**Working data:**
▬▬▬

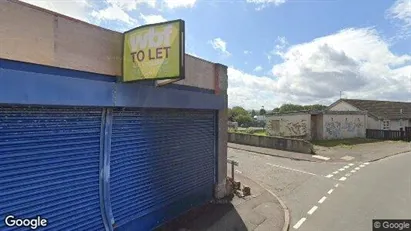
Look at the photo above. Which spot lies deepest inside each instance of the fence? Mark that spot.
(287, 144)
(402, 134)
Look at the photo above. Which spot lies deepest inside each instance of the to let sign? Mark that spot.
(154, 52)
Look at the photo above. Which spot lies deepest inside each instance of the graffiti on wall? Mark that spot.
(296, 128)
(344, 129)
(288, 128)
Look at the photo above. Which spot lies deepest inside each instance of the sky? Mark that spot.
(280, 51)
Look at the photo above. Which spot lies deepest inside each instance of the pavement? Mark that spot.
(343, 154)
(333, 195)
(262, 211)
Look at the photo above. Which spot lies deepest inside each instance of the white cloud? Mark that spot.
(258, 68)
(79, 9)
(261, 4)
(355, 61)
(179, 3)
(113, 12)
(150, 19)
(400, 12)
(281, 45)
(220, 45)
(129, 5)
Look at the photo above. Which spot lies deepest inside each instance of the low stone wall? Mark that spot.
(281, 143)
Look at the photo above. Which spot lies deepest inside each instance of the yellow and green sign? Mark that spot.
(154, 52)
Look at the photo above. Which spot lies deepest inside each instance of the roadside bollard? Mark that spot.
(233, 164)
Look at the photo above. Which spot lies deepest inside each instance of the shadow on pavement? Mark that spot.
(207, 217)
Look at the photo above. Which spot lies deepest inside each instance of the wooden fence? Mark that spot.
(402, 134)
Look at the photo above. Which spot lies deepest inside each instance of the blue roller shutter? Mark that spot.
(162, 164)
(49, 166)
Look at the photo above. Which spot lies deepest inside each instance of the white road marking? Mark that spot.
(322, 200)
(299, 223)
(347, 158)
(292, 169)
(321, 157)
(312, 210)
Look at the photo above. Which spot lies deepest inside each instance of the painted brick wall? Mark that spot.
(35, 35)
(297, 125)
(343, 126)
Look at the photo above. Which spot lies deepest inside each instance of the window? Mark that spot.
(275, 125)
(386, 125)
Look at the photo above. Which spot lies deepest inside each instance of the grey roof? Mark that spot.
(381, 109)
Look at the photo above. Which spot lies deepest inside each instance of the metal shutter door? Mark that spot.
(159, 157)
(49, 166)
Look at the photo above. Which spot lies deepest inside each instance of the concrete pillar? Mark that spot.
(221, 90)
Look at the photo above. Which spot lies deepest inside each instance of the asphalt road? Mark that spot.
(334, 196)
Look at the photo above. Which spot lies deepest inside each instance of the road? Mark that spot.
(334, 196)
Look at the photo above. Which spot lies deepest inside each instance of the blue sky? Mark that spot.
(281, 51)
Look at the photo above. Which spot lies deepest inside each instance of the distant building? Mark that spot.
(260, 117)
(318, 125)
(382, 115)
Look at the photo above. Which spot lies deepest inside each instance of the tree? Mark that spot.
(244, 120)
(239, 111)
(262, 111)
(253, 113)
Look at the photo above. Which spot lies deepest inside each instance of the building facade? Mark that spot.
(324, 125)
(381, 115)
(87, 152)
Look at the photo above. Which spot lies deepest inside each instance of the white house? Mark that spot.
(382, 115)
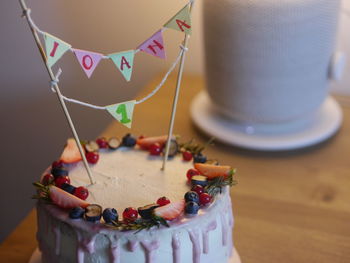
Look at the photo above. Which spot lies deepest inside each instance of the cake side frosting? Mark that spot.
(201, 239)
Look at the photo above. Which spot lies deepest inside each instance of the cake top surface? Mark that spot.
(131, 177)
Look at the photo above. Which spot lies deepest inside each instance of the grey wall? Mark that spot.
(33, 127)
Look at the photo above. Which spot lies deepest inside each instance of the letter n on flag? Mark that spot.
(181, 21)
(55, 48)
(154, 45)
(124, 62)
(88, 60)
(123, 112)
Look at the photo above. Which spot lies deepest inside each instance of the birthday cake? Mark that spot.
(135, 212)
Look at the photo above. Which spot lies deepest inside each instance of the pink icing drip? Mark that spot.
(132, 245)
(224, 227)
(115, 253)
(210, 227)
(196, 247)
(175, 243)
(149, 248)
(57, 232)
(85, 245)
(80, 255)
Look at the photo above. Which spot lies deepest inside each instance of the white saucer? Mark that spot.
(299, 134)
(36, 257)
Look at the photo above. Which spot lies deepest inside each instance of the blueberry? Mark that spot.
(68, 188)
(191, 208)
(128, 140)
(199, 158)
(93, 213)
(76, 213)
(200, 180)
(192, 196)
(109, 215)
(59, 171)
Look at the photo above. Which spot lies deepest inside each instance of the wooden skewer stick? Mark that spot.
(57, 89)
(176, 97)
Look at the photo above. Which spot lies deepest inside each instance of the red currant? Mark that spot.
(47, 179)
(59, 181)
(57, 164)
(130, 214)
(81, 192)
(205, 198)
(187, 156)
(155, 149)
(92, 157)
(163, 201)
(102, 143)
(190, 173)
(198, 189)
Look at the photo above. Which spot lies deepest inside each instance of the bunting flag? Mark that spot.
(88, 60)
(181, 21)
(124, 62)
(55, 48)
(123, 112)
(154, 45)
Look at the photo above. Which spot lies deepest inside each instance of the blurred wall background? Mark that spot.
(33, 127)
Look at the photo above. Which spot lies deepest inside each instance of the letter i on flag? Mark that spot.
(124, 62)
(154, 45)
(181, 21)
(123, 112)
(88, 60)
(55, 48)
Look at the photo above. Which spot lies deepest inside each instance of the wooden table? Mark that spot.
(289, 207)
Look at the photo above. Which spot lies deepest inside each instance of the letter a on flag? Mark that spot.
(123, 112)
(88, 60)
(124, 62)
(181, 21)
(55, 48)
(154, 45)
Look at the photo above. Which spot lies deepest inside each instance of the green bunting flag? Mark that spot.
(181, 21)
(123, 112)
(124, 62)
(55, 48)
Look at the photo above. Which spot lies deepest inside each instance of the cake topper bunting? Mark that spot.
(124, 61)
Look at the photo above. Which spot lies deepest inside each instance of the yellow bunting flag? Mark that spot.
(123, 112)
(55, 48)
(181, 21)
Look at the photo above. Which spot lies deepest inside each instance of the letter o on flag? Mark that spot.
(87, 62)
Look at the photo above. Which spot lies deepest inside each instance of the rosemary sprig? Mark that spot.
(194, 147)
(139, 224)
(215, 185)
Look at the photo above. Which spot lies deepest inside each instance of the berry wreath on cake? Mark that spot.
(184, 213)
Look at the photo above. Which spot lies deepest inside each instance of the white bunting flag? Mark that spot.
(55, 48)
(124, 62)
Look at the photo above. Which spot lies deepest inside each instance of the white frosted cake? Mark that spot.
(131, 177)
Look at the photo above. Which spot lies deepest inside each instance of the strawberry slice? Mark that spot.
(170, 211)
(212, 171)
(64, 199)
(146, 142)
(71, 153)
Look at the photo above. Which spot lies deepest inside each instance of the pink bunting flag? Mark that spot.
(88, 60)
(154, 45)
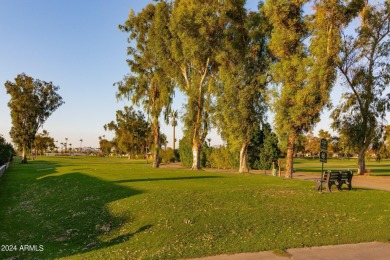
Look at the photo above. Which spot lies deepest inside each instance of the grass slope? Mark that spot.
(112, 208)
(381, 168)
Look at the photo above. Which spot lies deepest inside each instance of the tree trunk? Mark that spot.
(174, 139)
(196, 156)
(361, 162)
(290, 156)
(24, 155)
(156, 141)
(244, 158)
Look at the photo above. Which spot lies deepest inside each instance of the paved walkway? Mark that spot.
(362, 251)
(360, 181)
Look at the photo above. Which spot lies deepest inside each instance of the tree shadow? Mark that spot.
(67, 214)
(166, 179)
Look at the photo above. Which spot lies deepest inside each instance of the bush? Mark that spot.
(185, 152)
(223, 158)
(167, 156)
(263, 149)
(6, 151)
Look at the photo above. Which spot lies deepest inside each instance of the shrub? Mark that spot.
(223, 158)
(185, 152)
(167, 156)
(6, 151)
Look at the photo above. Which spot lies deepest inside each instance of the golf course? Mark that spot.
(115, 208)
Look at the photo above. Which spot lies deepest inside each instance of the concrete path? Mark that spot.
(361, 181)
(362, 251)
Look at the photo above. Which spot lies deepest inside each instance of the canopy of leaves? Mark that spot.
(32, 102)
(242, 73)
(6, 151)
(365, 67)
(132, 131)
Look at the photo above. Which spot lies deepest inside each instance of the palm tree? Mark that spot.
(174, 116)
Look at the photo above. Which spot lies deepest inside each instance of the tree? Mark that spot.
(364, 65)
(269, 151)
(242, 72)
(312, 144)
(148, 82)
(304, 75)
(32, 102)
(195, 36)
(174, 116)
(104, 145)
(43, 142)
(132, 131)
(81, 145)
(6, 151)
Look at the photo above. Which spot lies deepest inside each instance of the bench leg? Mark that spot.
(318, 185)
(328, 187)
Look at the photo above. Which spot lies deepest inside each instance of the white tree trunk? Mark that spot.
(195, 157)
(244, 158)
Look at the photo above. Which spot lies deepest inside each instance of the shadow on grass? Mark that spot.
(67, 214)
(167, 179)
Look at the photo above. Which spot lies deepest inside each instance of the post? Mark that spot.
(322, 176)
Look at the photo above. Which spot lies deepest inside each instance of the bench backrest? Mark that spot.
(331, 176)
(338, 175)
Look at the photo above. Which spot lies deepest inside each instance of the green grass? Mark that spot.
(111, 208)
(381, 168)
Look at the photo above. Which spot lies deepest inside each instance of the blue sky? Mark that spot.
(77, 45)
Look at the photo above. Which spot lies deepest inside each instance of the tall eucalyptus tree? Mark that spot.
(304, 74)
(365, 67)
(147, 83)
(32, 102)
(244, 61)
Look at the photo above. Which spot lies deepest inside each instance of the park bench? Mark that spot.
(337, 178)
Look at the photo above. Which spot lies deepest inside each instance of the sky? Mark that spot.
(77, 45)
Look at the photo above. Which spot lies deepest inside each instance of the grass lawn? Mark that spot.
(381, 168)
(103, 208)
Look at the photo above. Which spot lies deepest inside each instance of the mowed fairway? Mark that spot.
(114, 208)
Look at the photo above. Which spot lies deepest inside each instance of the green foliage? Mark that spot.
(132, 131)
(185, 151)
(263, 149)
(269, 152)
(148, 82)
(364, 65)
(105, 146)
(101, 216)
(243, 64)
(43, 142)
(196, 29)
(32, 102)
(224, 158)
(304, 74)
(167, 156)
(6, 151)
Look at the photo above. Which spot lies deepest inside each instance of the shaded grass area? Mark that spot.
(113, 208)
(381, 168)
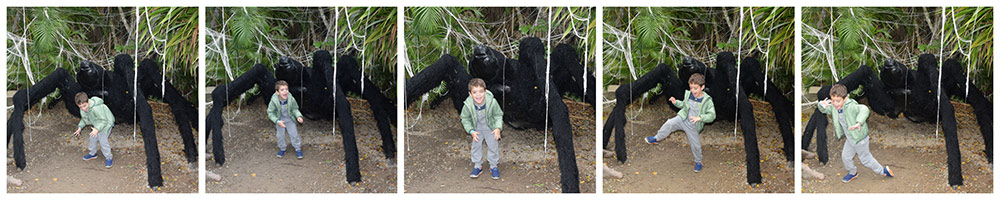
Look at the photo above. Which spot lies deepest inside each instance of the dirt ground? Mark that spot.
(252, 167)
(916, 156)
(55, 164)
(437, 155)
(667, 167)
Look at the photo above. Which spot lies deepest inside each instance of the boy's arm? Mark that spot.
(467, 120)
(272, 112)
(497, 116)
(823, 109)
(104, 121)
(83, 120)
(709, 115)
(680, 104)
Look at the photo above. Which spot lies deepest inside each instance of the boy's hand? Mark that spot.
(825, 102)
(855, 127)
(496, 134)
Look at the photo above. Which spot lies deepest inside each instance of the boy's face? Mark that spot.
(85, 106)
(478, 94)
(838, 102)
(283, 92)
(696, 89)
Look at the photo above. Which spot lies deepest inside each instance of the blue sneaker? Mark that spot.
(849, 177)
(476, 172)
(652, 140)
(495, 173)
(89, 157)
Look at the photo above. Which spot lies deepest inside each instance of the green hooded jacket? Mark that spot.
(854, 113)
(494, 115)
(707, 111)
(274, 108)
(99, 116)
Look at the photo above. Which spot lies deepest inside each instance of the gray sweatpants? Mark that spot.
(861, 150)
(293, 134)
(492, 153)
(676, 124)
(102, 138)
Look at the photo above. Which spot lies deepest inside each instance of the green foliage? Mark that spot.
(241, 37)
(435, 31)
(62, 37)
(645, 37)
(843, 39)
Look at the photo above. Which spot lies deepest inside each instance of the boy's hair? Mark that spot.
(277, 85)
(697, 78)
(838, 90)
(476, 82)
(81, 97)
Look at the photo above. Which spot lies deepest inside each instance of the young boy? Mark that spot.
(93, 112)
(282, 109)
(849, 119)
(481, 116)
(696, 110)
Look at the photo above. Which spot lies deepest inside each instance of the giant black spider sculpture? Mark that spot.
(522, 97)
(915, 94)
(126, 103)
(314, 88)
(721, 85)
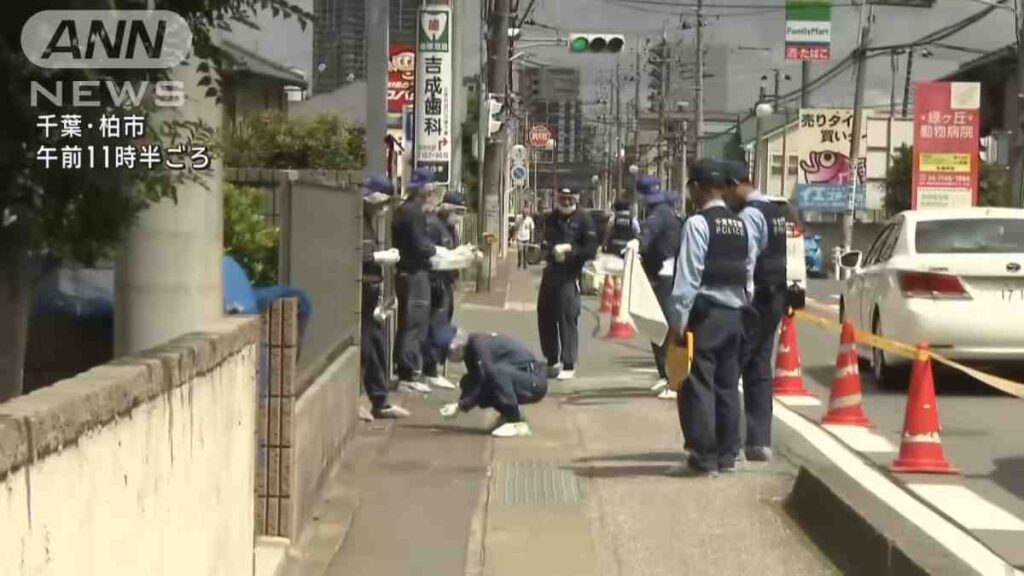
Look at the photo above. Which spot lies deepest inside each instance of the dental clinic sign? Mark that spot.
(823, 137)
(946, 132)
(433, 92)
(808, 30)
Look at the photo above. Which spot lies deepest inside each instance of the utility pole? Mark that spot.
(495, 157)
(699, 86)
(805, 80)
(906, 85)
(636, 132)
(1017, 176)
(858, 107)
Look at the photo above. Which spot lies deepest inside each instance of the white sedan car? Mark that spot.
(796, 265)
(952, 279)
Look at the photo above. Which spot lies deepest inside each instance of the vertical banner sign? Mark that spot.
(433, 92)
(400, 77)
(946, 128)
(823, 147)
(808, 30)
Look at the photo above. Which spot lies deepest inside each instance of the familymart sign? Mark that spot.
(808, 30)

▬▬▬

**Direction:**
Reproduce exactly, and only, the lines from the one containing "hair? Mark that spot." through the last line of the records above, both included, leaving out any pictures.

**Solution to the problem:**
Look at the photo above. Which spot lies deepest inside each instance of the boy's hair? Mark that spot.
(277, 85)
(697, 78)
(838, 90)
(476, 82)
(81, 97)
Look at the photo above. Which spot lies deepest inside each instance of the young boy? Mark that spot.
(93, 112)
(282, 109)
(849, 119)
(481, 116)
(696, 110)
Look at the photo above. Which spot lies deepest inside each instance of the giant black spider sculpture? Mark that spot.
(522, 97)
(915, 94)
(126, 103)
(314, 88)
(721, 85)
Look at the photo above. Which spot lies deepest inside each instance of the dental clinic sign? Mark that spot.
(823, 137)
(946, 132)
(433, 92)
(808, 30)
Look at the photo above. Which spot lies deepest inside each instance of the utility pole? Mark that spot.
(495, 157)
(699, 86)
(805, 80)
(906, 85)
(636, 132)
(1017, 176)
(858, 107)
Look at the photo above. Which spot lies deepest inside each instance of the white sedan car? Mark that spot.
(796, 265)
(952, 279)
Look at the photo above. Which spot lies deepest inside each instance of the vertical banner sign? Mark that spot.
(433, 92)
(400, 77)
(946, 128)
(823, 147)
(808, 30)
Look at the photo above. Which spot lies deepest inside each instance of the familymart sign? Mark that spot.
(808, 30)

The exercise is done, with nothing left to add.